Write out each record again exactly as it stands.

:::::

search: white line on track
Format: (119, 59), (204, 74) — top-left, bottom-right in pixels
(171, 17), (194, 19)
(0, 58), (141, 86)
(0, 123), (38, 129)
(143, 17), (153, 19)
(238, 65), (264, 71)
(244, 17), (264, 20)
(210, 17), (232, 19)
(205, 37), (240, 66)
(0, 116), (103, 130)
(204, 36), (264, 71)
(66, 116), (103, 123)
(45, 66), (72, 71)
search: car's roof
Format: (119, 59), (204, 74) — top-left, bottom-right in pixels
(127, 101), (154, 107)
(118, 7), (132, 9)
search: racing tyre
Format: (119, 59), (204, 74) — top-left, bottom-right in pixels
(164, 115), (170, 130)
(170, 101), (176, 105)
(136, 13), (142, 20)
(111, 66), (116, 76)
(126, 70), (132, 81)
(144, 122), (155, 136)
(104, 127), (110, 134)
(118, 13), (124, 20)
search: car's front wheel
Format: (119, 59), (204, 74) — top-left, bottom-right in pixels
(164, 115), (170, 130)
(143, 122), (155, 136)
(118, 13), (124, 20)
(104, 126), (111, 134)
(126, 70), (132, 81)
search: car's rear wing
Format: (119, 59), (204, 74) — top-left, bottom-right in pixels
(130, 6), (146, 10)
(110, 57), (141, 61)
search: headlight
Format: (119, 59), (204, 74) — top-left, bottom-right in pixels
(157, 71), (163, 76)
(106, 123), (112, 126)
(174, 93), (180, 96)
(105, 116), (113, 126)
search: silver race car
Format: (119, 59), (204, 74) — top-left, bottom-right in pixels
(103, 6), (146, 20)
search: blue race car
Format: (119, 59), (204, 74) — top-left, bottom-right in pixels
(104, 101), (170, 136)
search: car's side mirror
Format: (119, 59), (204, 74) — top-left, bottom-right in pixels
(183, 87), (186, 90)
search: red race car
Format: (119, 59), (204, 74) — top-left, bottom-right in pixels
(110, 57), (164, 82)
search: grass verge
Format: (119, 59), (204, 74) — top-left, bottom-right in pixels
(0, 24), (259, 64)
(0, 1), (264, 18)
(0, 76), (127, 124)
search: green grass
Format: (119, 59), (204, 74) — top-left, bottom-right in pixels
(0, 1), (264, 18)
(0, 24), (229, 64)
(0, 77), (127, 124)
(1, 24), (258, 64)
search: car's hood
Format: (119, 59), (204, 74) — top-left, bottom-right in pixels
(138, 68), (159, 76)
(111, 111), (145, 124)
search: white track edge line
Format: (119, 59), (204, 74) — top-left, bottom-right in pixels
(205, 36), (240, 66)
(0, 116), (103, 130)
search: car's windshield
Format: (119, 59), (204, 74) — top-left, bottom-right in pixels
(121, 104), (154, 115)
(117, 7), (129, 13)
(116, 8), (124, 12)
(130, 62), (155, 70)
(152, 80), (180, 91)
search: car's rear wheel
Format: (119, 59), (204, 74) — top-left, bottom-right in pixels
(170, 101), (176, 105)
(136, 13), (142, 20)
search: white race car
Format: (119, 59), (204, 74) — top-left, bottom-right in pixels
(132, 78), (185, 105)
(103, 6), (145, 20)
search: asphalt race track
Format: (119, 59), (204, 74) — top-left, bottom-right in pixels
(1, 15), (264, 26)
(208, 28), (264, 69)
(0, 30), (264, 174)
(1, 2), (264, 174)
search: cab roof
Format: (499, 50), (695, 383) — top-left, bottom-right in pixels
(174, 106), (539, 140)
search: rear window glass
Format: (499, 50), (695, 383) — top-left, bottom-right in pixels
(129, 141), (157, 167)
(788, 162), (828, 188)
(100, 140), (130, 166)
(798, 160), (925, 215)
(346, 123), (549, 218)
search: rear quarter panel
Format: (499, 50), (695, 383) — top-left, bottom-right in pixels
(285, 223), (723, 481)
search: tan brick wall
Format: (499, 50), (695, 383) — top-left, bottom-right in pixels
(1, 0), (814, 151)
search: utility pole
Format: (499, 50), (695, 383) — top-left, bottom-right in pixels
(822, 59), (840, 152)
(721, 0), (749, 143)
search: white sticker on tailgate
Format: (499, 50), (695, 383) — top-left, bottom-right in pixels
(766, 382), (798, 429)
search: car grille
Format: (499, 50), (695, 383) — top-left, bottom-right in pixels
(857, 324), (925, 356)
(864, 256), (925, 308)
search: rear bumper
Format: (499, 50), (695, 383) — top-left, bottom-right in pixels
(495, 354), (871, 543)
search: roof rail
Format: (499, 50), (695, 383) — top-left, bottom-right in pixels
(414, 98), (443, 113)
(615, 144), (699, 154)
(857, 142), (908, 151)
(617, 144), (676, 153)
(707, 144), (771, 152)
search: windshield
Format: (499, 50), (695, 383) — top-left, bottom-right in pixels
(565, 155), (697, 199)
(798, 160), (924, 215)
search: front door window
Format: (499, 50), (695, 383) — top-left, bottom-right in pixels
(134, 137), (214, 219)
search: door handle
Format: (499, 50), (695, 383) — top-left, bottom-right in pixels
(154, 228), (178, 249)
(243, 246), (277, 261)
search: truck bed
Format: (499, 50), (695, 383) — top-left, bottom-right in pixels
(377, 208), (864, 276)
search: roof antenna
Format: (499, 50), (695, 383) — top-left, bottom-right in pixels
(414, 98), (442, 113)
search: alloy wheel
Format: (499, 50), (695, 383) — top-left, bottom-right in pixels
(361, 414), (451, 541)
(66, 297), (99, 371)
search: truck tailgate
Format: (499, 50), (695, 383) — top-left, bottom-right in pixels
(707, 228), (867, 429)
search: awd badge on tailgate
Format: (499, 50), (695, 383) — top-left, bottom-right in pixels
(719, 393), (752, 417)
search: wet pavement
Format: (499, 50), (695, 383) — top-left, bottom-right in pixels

:::::

| Result for this exercise |
search: white line on track
Format: (119, 59), (204, 74) — top-left, bottom-right in pixels
(171, 17), (194, 19)
(0, 58), (141, 86)
(0, 123), (38, 129)
(143, 17), (153, 19)
(238, 65), (264, 71)
(244, 17), (264, 20)
(210, 17), (232, 19)
(205, 37), (240, 66)
(0, 116), (103, 130)
(204, 36), (264, 71)
(66, 116), (103, 123)
(45, 66), (72, 71)
search: car's roof
Format: (119, 59), (204, 74) — top-left, bottom-right in pixels
(127, 101), (154, 107)
(118, 7), (132, 9)
search: racing tyre
Format: (119, 59), (204, 74) — top-left, bottom-right in pixels
(164, 115), (170, 130)
(170, 101), (176, 105)
(136, 13), (142, 20)
(111, 66), (116, 76)
(126, 70), (132, 81)
(144, 122), (155, 136)
(104, 127), (110, 134)
(118, 13), (124, 20)
search: car's front wheel
Format: (119, 59), (204, 74) — top-left, bottom-right in pixels
(164, 115), (170, 130)
(143, 122), (155, 136)
(118, 13), (124, 20)
(104, 126), (111, 134)
(126, 70), (132, 81)
search: car's rear wing
Format: (119, 59), (204, 74) — top-left, bottom-right in pixels
(130, 6), (146, 10)
(110, 57), (141, 61)
search: headlight
Format: (119, 59), (204, 74) — top-left, bottom-right in pixels
(157, 71), (163, 76)
(106, 123), (112, 126)
(174, 93), (180, 96)
(105, 116), (113, 126)
search: silver race car
Format: (119, 59), (204, 74) — top-left, bottom-right in pixels
(103, 6), (146, 20)
search: blue race car
Format: (119, 59), (204, 74) — top-left, bottom-right in pixels
(104, 101), (170, 136)
search: car's side mirror
Format: (119, 59), (204, 74) — top-left, bottom-right in pixels
(183, 87), (186, 90)
search: red race car
Format: (119, 59), (204, 74) — top-left, bottom-right in pixels
(110, 57), (164, 82)
search: grass verge
Format: (119, 59), (204, 74) — top-left, bottom-right in pixels
(0, 24), (259, 64)
(0, 1), (264, 18)
(0, 76), (127, 124)
search: green grass
Format: (119, 59), (204, 74) — top-left, bottom-right in pixels
(0, 1), (264, 18)
(0, 24), (229, 64)
(0, 77), (127, 124)
(1, 24), (258, 64)
search: car's hood
Format: (119, 59), (204, 74) — top-left, bottom-right in pixels
(138, 68), (159, 76)
(111, 111), (145, 124)
search: white track edge line
Format: (119, 59), (204, 74) — top-left, bottom-right in pixels
(205, 36), (240, 66)
(0, 116), (103, 130)
search: car's windshield
Format: (119, 59), (204, 74) — top-left, bottom-right in pixels
(121, 104), (154, 115)
(117, 7), (129, 13)
(116, 8), (124, 12)
(130, 62), (155, 70)
(152, 80), (180, 91)
search: car's rear wheel
Format: (119, 59), (204, 74) — top-left, bottom-right in pixels
(170, 101), (176, 105)
(136, 13), (142, 20)
search: white race car
Format: (119, 59), (204, 74) — top-left, bottom-right in pixels
(132, 78), (185, 105)
(103, 6), (145, 20)
search: asphalt race track
Format: (119, 59), (204, 74) — top-left, bottom-right in pixels
(1, 15), (264, 26)
(208, 28), (264, 69)
(0, 30), (264, 174)
(1, 2), (264, 174)
search: cab roof
Format: (499, 50), (695, 383) — top-left, bottom-right in pixels
(174, 106), (539, 140)
search: rear window glass
Format: (499, 50), (695, 383) — top-left, bottom-right in pixels
(129, 141), (157, 167)
(788, 162), (828, 188)
(100, 140), (130, 166)
(798, 160), (925, 215)
(346, 123), (549, 218)
search: rear quarter panel
Format: (499, 50), (695, 383) — top-left, bottom-right in pixels
(285, 223), (723, 481)
search: tan brick wall
Format: (499, 50), (695, 383) — top-left, bottom-right in pixels
(1, 0), (814, 151)
search: utility pole
Format: (499, 50), (695, 383) — top-left, bottom-right in pixels
(822, 59), (840, 152)
(721, 0), (749, 143)
search: white sticker on tailgate
Format: (499, 50), (695, 383) — top-left, bottom-right in pixels
(766, 382), (798, 429)
search: car grille
Format: (499, 50), (695, 383) — top-left, bottom-right in pixels
(857, 324), (925, 356)
(864, 256), (925, 308)
search: rear bumper
Format: (499, 50), (695, 383) — top-left, bottom-right in pixels
(495, 354), (871, 543)
search: roof rail
Format: (499, 50), (695, 383) — top-left, bottom-right in pixels
(414, 98), (443, 113)
(615, 144), (699, 154)
(857, 142), (908, 151)
(617, 144), (676, 153)
(707, 144), (771, 152)
search: windshield
Format: (499, 50), (695, 383) — top-left, bottom-right in pixels
(565, 155), (697, 199)
(798, 160), (924, 215)
search: front door window
Format: (499, 50), (695, 383) — top-left, bottom-right in pixels
(134, 137), (214, 219)
search: door handle
Format: (499, 50), (695, 383) — top-left, bottom-right in pixels
(154, 228), (178, 249)
(243, 246), (277, 261)
search: truck bed
Format: (499, 50), (695, 383) — top-left, bottom-right in pixels
(377, 208), (864, 276)
search: roof antenna
Format: (499, 50), (695, 383) — top-left, bottom-right in pixels
(414, 98), (442, 113)
search: alloy wheel
Format: (499, 50), (695, 383) — top-left, bottom-right in pixels
(361, 414), (451, 541)
(66, 297), (99, 371)
search: truck tailgate
Format: (499, 50), (695, 383) — top-left, bottom-right in pixels
(707, 228), (867, 429)
search: awd badge on tailgate
Format: (499, 50), (695, 383) — top-left, bottom-right in pixels
(719, 393), (752, 417)
search: wet pavement
Format: (499, 50), (695, 383) — top-left, bottom-right in pixels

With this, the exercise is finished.